Top of Task data

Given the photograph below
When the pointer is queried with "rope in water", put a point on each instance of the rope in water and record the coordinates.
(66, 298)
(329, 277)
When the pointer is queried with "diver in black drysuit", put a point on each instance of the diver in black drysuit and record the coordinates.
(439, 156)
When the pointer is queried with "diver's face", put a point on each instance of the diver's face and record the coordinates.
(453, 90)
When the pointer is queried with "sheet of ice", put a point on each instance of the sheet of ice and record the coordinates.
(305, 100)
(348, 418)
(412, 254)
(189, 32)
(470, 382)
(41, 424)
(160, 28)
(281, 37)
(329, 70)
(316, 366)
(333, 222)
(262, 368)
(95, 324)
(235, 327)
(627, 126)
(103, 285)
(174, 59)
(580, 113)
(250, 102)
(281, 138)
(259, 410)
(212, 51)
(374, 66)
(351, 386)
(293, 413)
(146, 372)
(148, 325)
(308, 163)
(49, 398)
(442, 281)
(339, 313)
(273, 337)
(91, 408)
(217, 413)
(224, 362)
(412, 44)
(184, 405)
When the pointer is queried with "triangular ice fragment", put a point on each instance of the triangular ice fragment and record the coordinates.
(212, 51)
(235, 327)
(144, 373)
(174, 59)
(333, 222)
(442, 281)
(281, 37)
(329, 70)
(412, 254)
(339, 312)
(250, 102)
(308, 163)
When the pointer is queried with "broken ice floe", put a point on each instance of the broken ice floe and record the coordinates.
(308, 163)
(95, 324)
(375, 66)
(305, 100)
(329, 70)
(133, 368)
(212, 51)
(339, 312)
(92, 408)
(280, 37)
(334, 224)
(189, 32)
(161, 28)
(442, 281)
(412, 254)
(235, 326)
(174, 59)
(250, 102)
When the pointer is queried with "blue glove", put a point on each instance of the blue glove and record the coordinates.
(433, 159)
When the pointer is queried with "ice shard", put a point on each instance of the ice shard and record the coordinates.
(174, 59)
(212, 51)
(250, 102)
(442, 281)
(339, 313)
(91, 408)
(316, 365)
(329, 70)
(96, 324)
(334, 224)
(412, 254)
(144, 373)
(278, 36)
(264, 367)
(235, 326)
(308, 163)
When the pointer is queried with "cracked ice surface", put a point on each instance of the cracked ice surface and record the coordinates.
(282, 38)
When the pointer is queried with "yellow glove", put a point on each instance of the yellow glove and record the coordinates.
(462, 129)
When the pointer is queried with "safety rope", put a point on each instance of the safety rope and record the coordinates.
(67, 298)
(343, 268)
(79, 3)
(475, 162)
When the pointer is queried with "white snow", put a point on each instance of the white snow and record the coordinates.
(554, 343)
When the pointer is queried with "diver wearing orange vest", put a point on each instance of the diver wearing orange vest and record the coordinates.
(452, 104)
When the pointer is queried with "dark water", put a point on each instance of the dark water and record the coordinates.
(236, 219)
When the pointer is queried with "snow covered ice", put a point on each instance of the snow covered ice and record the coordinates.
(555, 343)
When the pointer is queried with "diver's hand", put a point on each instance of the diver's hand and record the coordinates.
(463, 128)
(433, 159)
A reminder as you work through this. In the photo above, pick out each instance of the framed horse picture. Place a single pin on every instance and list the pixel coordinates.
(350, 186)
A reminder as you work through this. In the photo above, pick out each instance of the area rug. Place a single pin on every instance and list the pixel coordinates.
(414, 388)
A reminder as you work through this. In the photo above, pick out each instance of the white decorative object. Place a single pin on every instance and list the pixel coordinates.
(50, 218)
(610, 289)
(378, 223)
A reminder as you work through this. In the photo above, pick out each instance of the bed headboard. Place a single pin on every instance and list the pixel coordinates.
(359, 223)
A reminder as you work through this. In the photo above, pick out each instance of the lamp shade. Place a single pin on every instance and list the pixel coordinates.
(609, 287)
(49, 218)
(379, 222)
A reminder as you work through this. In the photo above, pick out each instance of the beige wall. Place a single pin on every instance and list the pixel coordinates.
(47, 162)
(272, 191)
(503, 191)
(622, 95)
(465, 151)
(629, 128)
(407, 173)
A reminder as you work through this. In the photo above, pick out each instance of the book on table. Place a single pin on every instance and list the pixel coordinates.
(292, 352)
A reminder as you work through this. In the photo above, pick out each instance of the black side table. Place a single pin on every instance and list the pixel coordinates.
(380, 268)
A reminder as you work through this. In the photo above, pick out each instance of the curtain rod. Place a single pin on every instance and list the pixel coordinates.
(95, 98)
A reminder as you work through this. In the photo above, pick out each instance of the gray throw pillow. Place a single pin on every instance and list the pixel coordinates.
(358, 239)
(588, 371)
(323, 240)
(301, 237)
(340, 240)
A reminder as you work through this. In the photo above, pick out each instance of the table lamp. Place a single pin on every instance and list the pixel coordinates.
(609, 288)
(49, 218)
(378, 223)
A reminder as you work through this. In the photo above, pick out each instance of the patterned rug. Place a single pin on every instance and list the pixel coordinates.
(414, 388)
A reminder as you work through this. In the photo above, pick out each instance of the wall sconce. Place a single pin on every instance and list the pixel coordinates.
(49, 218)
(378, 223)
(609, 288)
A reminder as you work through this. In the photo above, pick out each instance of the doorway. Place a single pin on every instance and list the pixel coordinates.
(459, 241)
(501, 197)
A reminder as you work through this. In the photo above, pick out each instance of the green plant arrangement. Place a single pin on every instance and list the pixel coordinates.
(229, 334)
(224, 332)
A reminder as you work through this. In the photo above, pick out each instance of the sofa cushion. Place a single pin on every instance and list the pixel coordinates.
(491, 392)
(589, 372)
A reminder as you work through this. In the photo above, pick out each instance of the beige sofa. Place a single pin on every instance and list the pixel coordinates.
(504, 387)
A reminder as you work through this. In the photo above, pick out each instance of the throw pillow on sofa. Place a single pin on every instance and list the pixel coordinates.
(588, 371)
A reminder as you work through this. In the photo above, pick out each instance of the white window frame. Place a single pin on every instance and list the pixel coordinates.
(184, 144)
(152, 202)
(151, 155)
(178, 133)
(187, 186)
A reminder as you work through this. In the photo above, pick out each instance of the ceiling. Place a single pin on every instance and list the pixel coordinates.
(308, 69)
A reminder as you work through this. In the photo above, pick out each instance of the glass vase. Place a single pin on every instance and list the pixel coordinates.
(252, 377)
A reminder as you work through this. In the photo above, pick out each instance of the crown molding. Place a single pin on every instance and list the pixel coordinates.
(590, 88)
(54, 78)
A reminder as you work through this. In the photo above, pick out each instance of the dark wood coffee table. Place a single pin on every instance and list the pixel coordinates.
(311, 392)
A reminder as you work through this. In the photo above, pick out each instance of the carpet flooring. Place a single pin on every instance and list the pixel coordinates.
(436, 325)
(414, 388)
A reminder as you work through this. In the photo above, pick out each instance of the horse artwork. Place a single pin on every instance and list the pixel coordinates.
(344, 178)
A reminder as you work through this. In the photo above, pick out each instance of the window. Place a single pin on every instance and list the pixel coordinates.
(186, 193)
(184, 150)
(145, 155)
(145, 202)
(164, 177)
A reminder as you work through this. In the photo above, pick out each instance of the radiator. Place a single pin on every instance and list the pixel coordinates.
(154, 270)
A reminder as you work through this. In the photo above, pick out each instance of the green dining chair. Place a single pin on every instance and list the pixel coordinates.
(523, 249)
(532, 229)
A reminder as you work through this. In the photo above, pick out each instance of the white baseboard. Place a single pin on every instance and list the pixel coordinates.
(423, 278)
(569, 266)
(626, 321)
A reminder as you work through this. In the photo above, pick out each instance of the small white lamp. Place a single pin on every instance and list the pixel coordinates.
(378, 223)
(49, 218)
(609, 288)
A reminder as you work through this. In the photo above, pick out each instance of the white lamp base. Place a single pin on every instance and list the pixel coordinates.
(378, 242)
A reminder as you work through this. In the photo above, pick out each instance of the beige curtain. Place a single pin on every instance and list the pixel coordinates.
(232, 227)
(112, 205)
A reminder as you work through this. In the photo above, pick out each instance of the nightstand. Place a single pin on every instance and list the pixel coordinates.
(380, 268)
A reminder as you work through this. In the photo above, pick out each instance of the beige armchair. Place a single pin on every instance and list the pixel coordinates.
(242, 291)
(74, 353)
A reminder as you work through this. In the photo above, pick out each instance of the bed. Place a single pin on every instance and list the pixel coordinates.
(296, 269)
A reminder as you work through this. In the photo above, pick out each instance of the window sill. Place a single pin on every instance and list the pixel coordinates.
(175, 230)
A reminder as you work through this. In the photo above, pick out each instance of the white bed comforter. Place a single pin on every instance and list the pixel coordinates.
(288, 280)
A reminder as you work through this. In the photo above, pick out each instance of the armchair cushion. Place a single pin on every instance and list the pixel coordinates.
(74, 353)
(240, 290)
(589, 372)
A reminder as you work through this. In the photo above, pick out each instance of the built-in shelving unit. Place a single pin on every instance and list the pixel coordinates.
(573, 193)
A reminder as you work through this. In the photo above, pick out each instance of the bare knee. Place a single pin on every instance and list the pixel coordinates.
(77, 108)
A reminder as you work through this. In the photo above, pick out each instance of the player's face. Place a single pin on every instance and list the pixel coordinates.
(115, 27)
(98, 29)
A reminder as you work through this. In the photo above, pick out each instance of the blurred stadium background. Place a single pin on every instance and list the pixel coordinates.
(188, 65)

Bottom of Task data

◆ **What you will do**:
From the line containing "of the blurred" to the final line of the data above, transcribe every line exactly and nothing more.

◆ **Problem solution**:
A reminder as you work through this. In the photo above, pick out each instance of the blurred stadium background. Place a single pin on every instance and list the pixel coordinates.
(188, 65)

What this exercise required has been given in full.